# EXCERPT:
NII Holdings, Inc.
- Formerly: McCaw International (1995-1997) Nextel International (1997-2001)
- Company type: Public
- Traded as: Nasdaq: NIHD (2003-2020)
- Industry: Wireless Services
- Predecessor: Nextel
- Founded: 1995
- Defunct: January 13, 2020
- Fate: Dissolved
- Headquarters: Reston, Virginia, United States
- Area served: Latin America
- Key people: Roberto Rittes (CEO)
- Products: High-speed networks, Two way messaging, Push to Talk
- Revenue: $870 million (2018)
- Number of employees: 16,089
- Website: www.nii.com

= NII Holdings =

American holding company

NII Holdings, Inc. (formerly Nextel International) was an American holding company that, through its subsidiary Nextel Telecomunicações Ltda., provided mobile communications services under the Nextel brand in Latin America. NII last operated 3G UMTS/HSDPA and 4G LTE networks in Brazil, and also operated an iDEN network there until its shutdown in 2018.

# PROBLEMS AND TASKS:
1 > Please set down the passage of the NII Holdings text starting at "- Company type: Public" and ending at "Roberto Rittes (CEO)", word for word.
2 > Translate this sentence from the NII Holdings text into Spanish: "NII last operated 3G UMTS/HSDPA and 4G LTE networks in Brazil, and also operated an iDEN network there until its shutdown in 2018."
The entries that come after the NII Holdings text aren't needed.

# GIVEN DATA:
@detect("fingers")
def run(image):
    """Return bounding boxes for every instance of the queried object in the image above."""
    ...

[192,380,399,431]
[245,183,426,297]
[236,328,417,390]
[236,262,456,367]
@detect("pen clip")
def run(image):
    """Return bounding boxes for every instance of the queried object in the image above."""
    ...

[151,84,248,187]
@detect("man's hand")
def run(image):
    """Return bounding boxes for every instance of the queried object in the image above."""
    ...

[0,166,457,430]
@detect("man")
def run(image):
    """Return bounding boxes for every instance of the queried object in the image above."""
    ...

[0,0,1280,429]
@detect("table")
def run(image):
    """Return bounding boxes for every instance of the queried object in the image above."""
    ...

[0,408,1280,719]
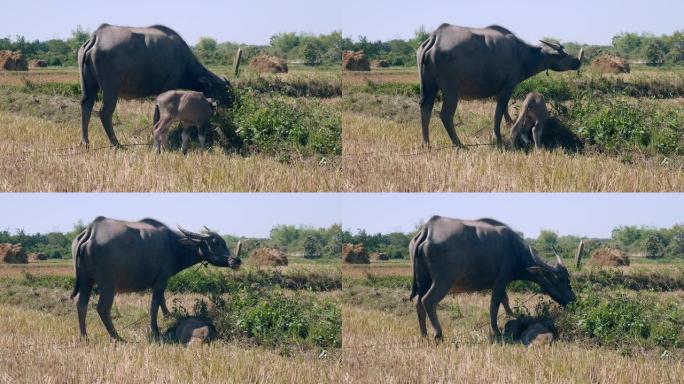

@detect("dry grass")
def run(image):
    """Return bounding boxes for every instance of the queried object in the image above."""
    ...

[0,110,341,192]
[342,113,684,192]
[0,261,342,383]
[0,303,341,383]
[342,291,684,383]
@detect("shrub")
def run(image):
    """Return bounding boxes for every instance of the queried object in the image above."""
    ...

[174,289,342,349]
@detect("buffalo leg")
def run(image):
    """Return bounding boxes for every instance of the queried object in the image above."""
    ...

[76,277,93,340]
[159,292,171,317]
[532,120,544,149]
[421,282,451,341]
[181,124,191,155]
[197,121,211,149]
[154,118,173,153]
[150,284,166,340]
[97,284,122,340]
[100,90,121,148]
[501,292,513,317]
[81,79,97,148]
[420,73,438,147]
[493,88,513,145]
[439,90,463,147]
[489,285,510,338]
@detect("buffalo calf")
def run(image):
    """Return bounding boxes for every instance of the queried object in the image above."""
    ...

[154,91,216,155]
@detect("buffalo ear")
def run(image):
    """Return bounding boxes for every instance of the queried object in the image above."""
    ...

[197,77,211,89]
[178,237,199,247]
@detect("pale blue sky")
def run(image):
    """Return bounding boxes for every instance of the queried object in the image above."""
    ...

[0,0,684,44]
[0,193,340,237]
[342,0,684,44]
[0,0,342,44]
[0,193,684,237]
[342,193,684,237]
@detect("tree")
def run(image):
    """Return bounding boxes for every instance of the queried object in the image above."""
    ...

[612,226,643,247]
[196,37,218,54]
[304,41,321,65]
[644,39,667,65]
[304,234,322,259]
[644,233,667,259]
[536,230,558,253]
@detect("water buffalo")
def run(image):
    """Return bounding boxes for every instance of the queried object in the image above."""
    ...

[417,24,582,146]
[154,91,216,155]
[511,92,549,149]
[71,216,240,340]
[409,216,575,341]
[78,24,230,147]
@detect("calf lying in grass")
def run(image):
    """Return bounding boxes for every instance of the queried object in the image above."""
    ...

[154,91,216,155]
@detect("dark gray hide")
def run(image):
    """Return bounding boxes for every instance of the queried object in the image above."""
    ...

[78,24,230,147]
[417,24,581,146]
[409,216,575,340]
[71,216,240,339]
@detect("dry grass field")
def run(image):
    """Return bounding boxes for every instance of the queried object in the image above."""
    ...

[0,262,342,383]
[0,68,342,192]
[342,263,684,383]
[342,68,684,192]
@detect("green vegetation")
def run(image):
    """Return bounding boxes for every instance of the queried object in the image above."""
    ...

[343,27,684,66]
[174,289,342,354]
[0,26,348,66]
[518,289,684,354]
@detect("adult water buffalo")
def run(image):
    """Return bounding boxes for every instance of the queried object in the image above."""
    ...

[71,216,240,340]
[417,24,582,146]
[409,216,575,340]
[78,24,230,147]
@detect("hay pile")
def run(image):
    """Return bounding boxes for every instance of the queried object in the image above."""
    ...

[0,51,28,71]
[342,243,370,264]
[590,248,629,267]
[28,252,48,261]
[591,55,630,73]
[249,53,288,73]
[0,243,28,264]
[249,248,287,267]
[29,60,47,68]
[371,59,389,68]
[342,51,370,71]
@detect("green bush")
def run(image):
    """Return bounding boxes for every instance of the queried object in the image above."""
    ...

[215,89,342,156]
[167,267,342,294]
[174,289,342,350]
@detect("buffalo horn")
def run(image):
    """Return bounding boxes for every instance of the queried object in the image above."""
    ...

[178,225,209,240]
[539,40,563,51]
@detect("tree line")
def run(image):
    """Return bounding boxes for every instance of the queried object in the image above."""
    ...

[0,26,344,66]
[0,222,684,259]
[344,27,684,66]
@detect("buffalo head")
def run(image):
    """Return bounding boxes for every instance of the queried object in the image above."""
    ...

[527,247,575,306]
[178,226,242,269]
[539,40,584,71]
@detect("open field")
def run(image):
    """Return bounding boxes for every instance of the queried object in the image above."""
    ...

[0,67,342,192]
[342,68,684,192]
[0,262,342,383]
[342,263,684,383]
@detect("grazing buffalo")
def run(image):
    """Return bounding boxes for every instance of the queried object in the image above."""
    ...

[511,92,549,149]
[154,91,216,155]
[71,216,240,340]
[417,24,582,146]
[409,216,575,340]
[78,24,230,147]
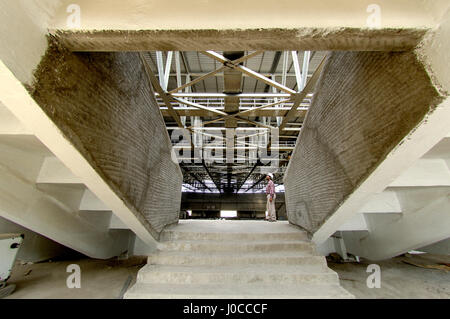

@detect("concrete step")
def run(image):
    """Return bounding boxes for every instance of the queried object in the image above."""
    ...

[157,240,315,254]
[161,230,308,241]
[148,251,326,266]
[124,283,354,300]
[137,265,339,285]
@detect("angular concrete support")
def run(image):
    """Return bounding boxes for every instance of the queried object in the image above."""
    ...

[342,187,450,260]
[284,52,442,241]
[26,43,182,238]
[0,42,182,247]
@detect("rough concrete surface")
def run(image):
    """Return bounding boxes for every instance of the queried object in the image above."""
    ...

[30,41,182,238]
[52,28,427,51]
[284,52,443,232]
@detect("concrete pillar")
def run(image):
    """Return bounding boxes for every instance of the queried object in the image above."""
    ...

[29,41,182,238]
[284,52,444,235]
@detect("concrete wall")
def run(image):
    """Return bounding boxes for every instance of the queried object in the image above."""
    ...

[29,41,182,238]
[284,52,443,232]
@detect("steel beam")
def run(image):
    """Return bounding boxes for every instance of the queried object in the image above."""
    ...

[202,51,295,94]
[139,53,184,127]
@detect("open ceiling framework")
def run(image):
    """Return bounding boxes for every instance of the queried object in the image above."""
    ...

[141,51,326,193]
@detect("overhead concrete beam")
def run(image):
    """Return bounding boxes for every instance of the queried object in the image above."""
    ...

[46,0,448,51]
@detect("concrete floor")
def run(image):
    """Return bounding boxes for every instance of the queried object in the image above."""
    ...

[7,257,450,299]
[328,257,450,299]
[4,221,450,299]
[7,257,146,299]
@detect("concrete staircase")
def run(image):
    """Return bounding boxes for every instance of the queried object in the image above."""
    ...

[125,220,353,299]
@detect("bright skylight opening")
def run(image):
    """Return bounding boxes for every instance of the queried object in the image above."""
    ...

[220,210,237,218]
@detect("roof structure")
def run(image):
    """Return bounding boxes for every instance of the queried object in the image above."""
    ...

[141,51,327,193]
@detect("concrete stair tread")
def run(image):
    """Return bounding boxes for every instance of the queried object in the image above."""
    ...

[162,230,308,241]
[125,283,354,299]
[139,264,336,275]
[158,239,313,248]
[153,250,316,259]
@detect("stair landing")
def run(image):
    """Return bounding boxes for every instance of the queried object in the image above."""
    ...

[125,220,353,299]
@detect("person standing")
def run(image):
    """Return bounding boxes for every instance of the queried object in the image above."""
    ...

[266,173,277,222]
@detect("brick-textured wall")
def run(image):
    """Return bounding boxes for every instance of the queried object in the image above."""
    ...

[284,52,441,232]
[30,41,183,238]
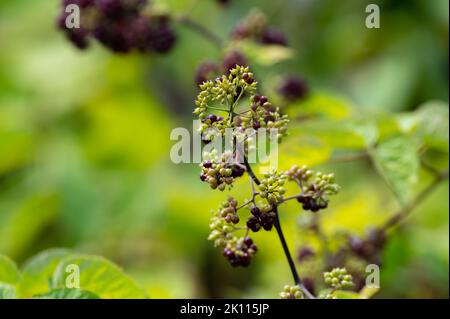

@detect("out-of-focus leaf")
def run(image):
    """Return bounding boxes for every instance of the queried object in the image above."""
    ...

[239,41,294,66]
[371,135,419,205]
[19,249,69,298]
[0,282,16,299]
[0,255,20,285]
[287,92,353,119]
[289,120,367,150]
[33,288,100,299]
[52,255,147,299]
[415,102,449,152]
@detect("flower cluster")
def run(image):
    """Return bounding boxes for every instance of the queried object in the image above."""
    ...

[200,152,245,191]
[208,196,258,267]
[208,197,239,247]
[223,237,257,267]
[280,285,304,299]
[194,65,257,125]
[323,268,353,290]
[195,50,247,85]
[58,0,176,53]
[348,229,386,265]
[231,11,288,46]
[278,76,308,102]
[286,166,339,212]
[236,95,289,141]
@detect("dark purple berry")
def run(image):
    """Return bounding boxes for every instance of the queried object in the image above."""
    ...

[223,51,247,74]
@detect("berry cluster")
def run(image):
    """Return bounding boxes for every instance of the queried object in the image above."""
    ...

[58,0,176,53]
[297,247,316,263]
[278,76,308,102]
[259,171,287,205]
[348,229,386,265]
[200,152,245,191]
[195,50,247,85]
[194,65,257,127]
[286,165,339,212]
[323,268,353,290]
[280,285,304,299]
[208,197,239,247]
[247,204,276,233]
[231,11,288,46]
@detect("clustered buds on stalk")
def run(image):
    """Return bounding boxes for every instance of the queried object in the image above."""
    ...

[58,0,176,53]
[194,65,339,268]
[231,10,288,46]
[323,268,353,289]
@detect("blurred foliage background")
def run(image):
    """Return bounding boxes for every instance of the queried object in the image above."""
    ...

[0,0,449,298]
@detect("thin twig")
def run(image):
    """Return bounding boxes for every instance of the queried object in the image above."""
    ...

[244,156,315,299]
[177,16,223,49]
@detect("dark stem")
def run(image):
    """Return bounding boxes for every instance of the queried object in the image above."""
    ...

[178,16,223,49]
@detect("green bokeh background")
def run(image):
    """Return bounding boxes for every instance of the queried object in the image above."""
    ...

[0,0,449,298]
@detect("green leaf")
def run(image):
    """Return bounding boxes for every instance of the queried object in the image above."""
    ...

[287,92,353,119]
[415,101,449,152]
[370,135,419,205]
[33,288,100,299]
[52,255,147,299]
[0,282,16,299]
[0,255,20,285]
[19,248,69,298]
[359,286,380,299]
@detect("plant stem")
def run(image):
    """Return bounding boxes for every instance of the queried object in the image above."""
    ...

[244,156,315,299]
[178,16,223,49]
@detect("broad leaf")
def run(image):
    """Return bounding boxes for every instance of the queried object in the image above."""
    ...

[52,255,147,299]
[0,255,20,285]
[371,135,419,205]
[416,102,449,152]
[33,288,99,299]
[19,249,69,298]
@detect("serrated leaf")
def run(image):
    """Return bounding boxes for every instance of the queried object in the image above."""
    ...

[0,282,16,299]
[0,255,20,285]
[370,135,419,205]
[52,255,147,299]
[33,288,100,299]
[19,249,70,298]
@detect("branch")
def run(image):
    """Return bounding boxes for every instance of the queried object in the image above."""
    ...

[381,169,449,231]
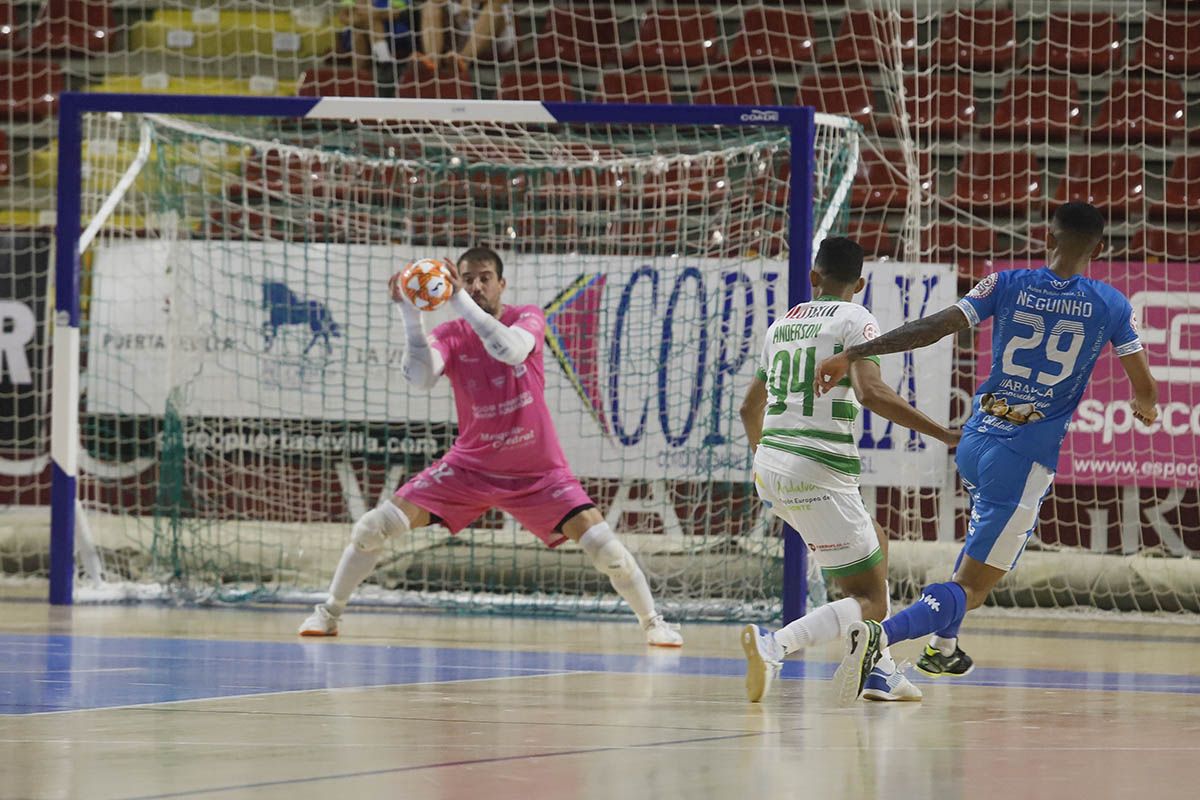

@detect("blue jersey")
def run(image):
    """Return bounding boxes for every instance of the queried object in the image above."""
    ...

[956,266,1141,471]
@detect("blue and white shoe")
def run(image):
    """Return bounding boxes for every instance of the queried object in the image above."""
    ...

[863,666,922,703]
[742,625,784,703]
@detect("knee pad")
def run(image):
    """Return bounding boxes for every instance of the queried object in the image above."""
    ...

[592,537,638,581]
[350,503,408,553]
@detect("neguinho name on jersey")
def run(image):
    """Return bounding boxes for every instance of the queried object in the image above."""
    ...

[1016,291,1093,317]
[770,323,823,344]
[1070,399,1200,444]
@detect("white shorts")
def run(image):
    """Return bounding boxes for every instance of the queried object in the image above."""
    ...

[754,464,883,578]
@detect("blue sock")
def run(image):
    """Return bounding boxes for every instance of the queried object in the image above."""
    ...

[883,582,967,644]
[937,551,966,639]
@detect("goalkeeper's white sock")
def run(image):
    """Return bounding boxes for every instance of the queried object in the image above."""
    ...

[580,522,656,627]
[775,597,863,656]
[325,500,410,616]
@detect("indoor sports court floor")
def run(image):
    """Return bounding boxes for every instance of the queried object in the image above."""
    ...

[0,602,1200,800]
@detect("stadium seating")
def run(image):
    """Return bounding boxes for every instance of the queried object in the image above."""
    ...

[1126,227,1200,261]
[930,8,1016,71]
[296,67,377,97]
[0,59,66,122]
[796,74,875,131]
[1133,14,1200,74]
[980,77,1084,142]
[821,11,917,66]
[600,70,671,103]
[29,0,116,55]
[1051,151,1146,218]
[694,73,779,106]
[622,6,721,67]
[954,150,1043,215]
[1090,80,1187,144]
[496,72,578,103]
[1150,154,1200,219]
[1030,12,1124,74]
[536,2,620,67]
[396,60,475,100]
[730,6,815,70]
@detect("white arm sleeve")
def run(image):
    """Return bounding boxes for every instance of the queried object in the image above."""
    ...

# ANSWERS FOR THIS EXERCISE:
1 >
- Company type: Public
- Traded as: Nasdaq: NIHD (2003-2020)
- Industry: Wireless Services
- Predecessor: Nextel
- Founded: 1995
- Defunct: January 13, 2020
- Fate: Dissolved
- Headquarters: Reston, Virginia, United States
- Area served: Latin America
- Key people: Roberto Rittes (CEO)

2 > Las últimas redes que operó NII fueron redes 3G UMTS/HSDPA y 4G LTE en Brasil, y allí también operó una red iDEN hasta su cierre en 2018.